--- WRITTEN TASKS ---
• 1. Copy the passage from the Elgar recording review word for word, from "The songs are, in" up to and including "seconded by Norris.".
• 2. Which composers does the Elgar recording review say Czech performers have recorded on the composers' own pianos?
• 3. Continue the review of the Elgar song recording from where it stops.

***** PROVIDED PASSAGE

Discs devoted to ‘composer piano’ recordings - that is, recordings played on the actual instruments owned and played by composers - are not so rare. One thinks of Elly Ney doing battle with Beethoven’s Graf piano back in the 1960s for instance. More recently Czechs have proved keen to espouse their own composer’s pianos - Dvorák, Janácek and Suk have duly appeared on disc, as has a lesser fry such as Jaroslav Ježek, all performed by devoted exponents on their Master’s instruments.
Now it’s Avie’s turn. This twofer is performed on Elgar’s 1844 Broadwood Square Piano, an instrument that will sound, according to taste, like a quaint example of mid-nineteenth century construction, or quite the most horrible racket one’s heard in a good long while.
It’s been restored using 1860s felt. David Owen Norris points up the ‘striking’ advantages of hearing this instrument over a modern one in elucidating Elgar’s writing. Specifically he cites the use of arpeggiated chords on the Broadwood as being far more effective than on a modern piano. Elgar left Birchwood Lodge, where he still used the piano, in 1902 though Norris reminds us that he would have had access to it via his sister Pollie. Thus what we have is, in effect, a disc of the complete songs, with some music originally composed at the piano, and a recording of Sea Pictures in the original keys, along with some items never previously recorded.
The songs are, in the main, an area seldom prized by Elgarians, with a few notable exceptions. The Pipes of Pan, In the Dawn, Speak, Music, Queen Mary’s Song, Is She Not Passing Fair and The Shepherd’s Song are the best known and a number saw recordings, sometimes multiply, on 78. Amanda Pitt has the dramatic teeth for A Song of Autumn, which she dispatches with considerable aplomb though elsewhere her vibrato, which can be uncontrolled, widens. Mark Wilde is a pliant, yielding presence, a tenor of thoughtful sincerity. His light, ingratiating tone brings to mind the word ‘gentlemanly’ - though often in a positive sense. He sings In the Dawn with an eager enthusiasm fully seconded by Norris.

**********
***** SOURCE EXCERPT

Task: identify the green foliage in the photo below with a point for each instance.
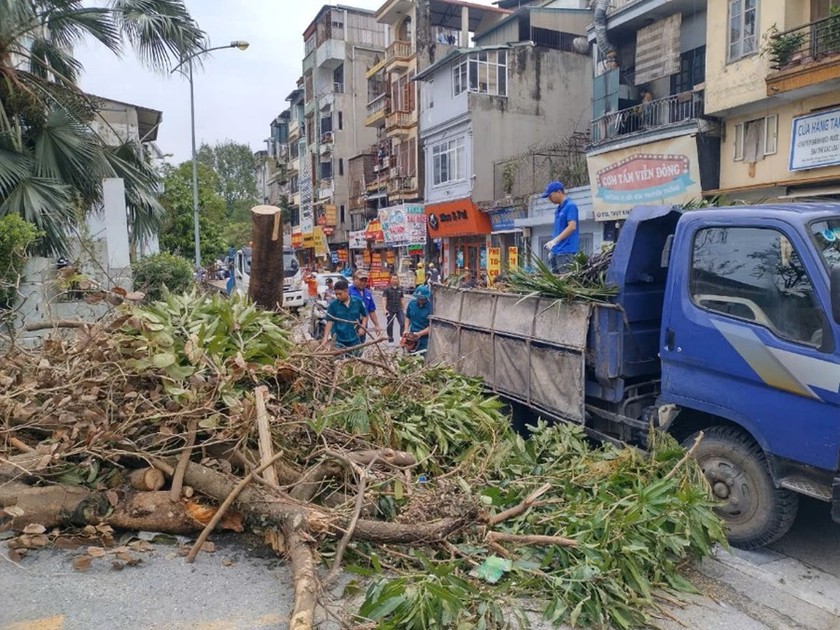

**********

--- PER-TASK OUTPUTS ---
• 1.
The songs are, in the main, an area seldom prized by Elgarians, with a few notable exceptions. The Pipes of Pan, In the Dawn, Speak, Music, Queen Mary’s Song, Is She Not Passing Fair and The Shepherd’s Song are the best known and a number saw recordings, sometimes multiply, on 78. Amanda Pitt has the dramatic teeth for A Song of Autumn, which she dispatches with considerable aplomb though elsewhere her vibrato, which can be uncontrolled, widens. Mark Wilde is a pliant, yielding presence, a tenor of thoughtful sincerity. His light, ingratiating tone brings to mind the word ‘gentlemanly’ - though often in a positive sense. He sings In the Dawn with an eager enthusiasm fully seconded by Norris.

• 2. Dvorák, Janácek, Suk and Jaroslav Ježek.

• 3.
Sea Pictures is sung in the original high keys and performed in Elgar’s own piano version. The downward vocal transposition for the published orchestral score was probably made at the instigation of Clara Butt, whose Imperial Contralto required it. It’s certainly not without interest to hear these ‘first thought’s in this performance but whilst Norris does his best to summon up the burnish and fire of, say, Sabbath Morning at Sea, one can’t help wincing at the tiddly sound of the small Broadwood. Amanda Pitt tries gamely but she flares here, and comes under very considerable strain.
The third singer is baritone Peter Savidge, whose genial presence can be heard in a number of songs, notably those that comprise The Fringes of the Fleet. The avuncular Nauticalia is enhanced by a chorus of three: cheery, bonhomonious stuff.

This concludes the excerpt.